START Passage to read

Delivering Reliable Electricity Quickly the Power Africa Way
Competition AND Direct Negotiation
Is competitive bidding always the best way to get more power online more quickly? The majority of Power Africa deals have been made through direct negotiations between private companies and African governments; however, African countries from Morocco to South Africa, and Ghana to Ethiopia are pushing for competitive bidding programs. Countries in North America, Europe, Latin America, and most recently South Asia believe competitive bidding programs will lead to lower prices for power, crowding-in for private investment, and the standardization of processes that are often seen as convoluted.
Many donors and governments working in sub-Saharan Africa, including Power Africa, see the growing trend of competition across the continent positively. The conundrum is that many sub-Saharan African governments do not have the luxury of waiting for competitive procurement programs to address their need for cleaner, reliable, and more affordable power in the short term.

END Passage to read

Reproduce the passage on Power Africa and competitive bidding word for word, in full. The lines after this text are unrelated to it.

START Dataset extract

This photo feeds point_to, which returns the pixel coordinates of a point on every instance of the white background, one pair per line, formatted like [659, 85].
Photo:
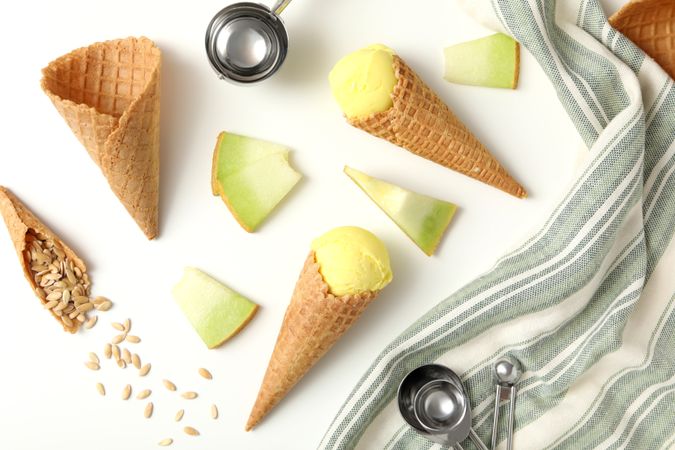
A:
[49, 400]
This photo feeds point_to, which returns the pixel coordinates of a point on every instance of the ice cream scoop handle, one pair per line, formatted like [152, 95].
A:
[476, 440]
[279, 6]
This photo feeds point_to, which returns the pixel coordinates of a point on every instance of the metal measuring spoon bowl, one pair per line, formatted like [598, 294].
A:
[247, 42]
[432, 400]
[506, 372]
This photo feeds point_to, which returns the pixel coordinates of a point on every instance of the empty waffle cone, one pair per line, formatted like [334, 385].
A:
[19, 221]
[108, 93]
[650, 24]
[314, 321]
[421, 123]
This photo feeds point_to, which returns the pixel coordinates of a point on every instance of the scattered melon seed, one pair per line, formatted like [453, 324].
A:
[191, 431]
[144, 370]
[91, 322]
[126, 356]
[126, 392]
[144, 394]
[115, 351]
[148, 410]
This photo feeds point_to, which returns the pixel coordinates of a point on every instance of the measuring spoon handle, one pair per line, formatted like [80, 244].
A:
[476, 440]
[279, 6]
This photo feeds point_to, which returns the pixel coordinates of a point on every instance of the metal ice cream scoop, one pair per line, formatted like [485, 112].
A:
[247, 42]
[433, 401]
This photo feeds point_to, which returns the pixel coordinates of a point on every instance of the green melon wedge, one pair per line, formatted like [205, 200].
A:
[215, 311]
[492, 61]
[424, 219]
[252, 177]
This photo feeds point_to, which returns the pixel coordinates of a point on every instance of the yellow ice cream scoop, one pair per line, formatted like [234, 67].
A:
[363, 81]
[352, 260]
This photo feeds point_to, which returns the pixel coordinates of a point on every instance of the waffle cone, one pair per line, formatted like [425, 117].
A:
[19, 220]
[314, 321]
[108, 93]
[421, 123]
[650, 24]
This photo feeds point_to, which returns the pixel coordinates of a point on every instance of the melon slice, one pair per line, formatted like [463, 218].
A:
[424, 219]
[215, 311]
[492, 61]
[252, 176]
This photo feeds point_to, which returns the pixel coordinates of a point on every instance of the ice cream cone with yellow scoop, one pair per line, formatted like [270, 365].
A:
[343, 273]
[379, 93]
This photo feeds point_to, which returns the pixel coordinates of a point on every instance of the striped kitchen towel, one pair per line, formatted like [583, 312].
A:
[587, 304]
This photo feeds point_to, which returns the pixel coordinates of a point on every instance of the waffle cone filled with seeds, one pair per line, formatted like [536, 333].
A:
[56, 274]
[108, 93]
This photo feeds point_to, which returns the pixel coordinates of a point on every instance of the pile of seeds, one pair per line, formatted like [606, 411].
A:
[60, 284]
[124, 358]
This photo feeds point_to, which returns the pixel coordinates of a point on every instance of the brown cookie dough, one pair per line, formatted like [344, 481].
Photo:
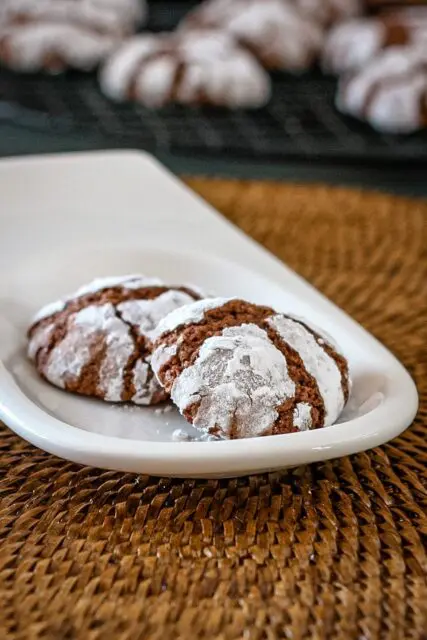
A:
[53, 35]
[237, 370]
[97, 342]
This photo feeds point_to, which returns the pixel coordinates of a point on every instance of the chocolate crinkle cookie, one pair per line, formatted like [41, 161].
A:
[390, 91]
[53, 35]
[353, 43]
[282, 34]
[238, 370]
[98, 341]
[198, 68]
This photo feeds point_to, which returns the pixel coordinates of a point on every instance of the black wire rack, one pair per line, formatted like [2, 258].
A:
[299, 122]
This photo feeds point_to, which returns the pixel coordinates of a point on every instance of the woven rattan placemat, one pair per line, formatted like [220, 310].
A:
[334, 551]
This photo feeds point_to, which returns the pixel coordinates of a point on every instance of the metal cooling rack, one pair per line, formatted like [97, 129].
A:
[300, 121]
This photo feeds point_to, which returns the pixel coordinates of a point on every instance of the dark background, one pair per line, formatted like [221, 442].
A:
[299, 137]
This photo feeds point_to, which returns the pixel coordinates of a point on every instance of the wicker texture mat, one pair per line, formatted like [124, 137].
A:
[333, 551]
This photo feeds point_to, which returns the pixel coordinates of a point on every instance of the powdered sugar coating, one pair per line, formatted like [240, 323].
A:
[39, 339]
[352, 44]
[145, 315]
[53, 34]
[276, 31]
[328, 11]
[162, 355]
[190, 314]
[98, 284]
[389, 92]
[136, 281]
[111, 16]
[67, 359]
[145, 384]
[101, 338]
[239, 379]
[302, 416]
[269, 374]
[198, 67]
[317, 362]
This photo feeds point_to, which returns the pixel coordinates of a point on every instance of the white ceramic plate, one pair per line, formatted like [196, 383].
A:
[67, 219]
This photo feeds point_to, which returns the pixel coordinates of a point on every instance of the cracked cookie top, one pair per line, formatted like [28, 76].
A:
[98, 341]
[239, 370]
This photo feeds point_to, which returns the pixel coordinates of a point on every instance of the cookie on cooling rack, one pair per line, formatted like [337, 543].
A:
[197, 68]
[97, 342]
[53, 35]
[352, 44]
[238, 370]
[390, 91]
[276, 32]
[328, 12]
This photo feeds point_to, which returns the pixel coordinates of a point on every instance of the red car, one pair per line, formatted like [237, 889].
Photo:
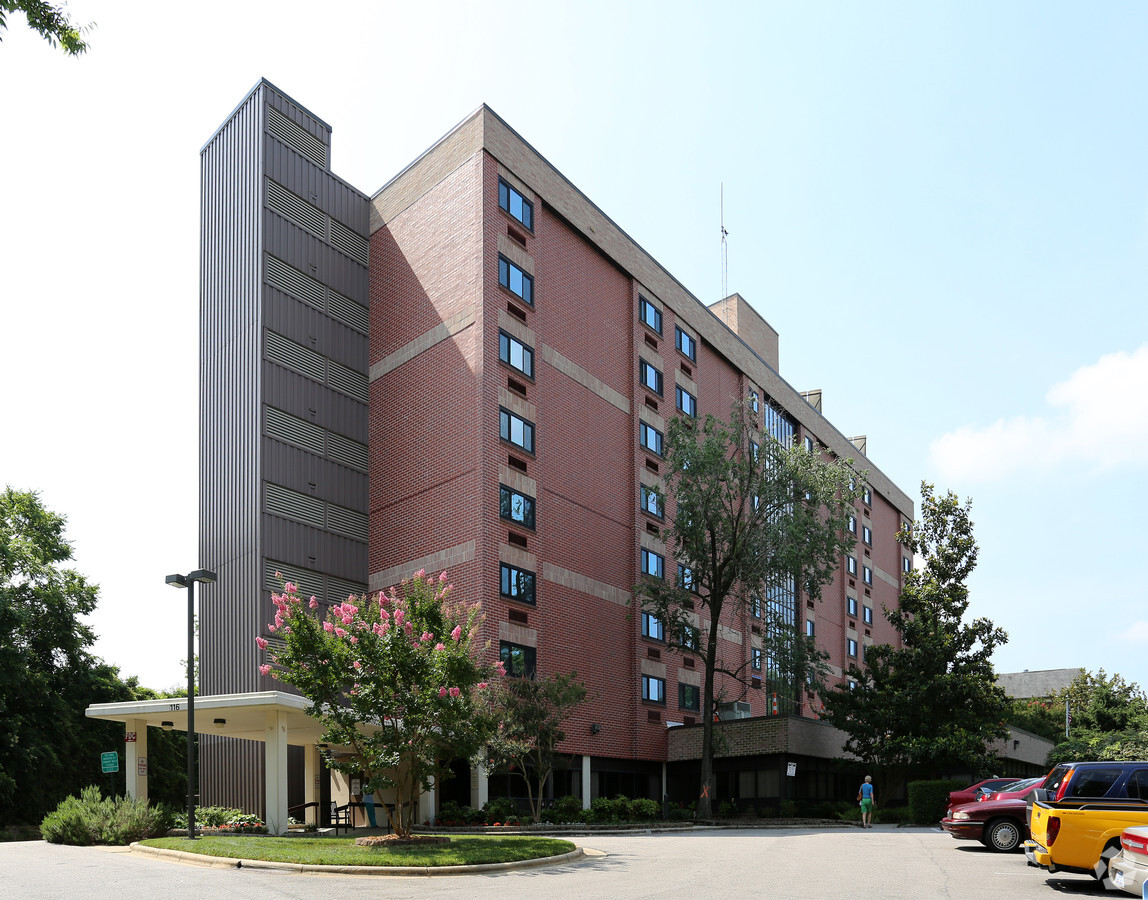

END Dataset extract

▸ Solution for this task
Delivering Reliable Electricity Quickly the Power Africa Way
Competition AND Direct Negotiation
Is competitive bidding always the best way to get more power online more quickly? The majority of Power Africa deals have been made through direct negotiations between private companies and African governments; however, African countries from Morocco to South Africa, and Ghana to Ethiopia are pushing for competitive bidding programs. Countries in North America, Europe, Latin America, and most recently South Asia believe competitive bidding programs will lead to lower prices for power, crowding-in for private investment, and the standardization of processes that are often seen as convoluted.
Many donors and governments working in sub-Saharan Africa, including Power Africa, see the growing trend of competition across the continent positively. The conundrum is that many sub-Saharan African governments do not have the luxury of waiting for competitive procurement programs to address their need for cleaner, reliable, and more affordable power in the short term.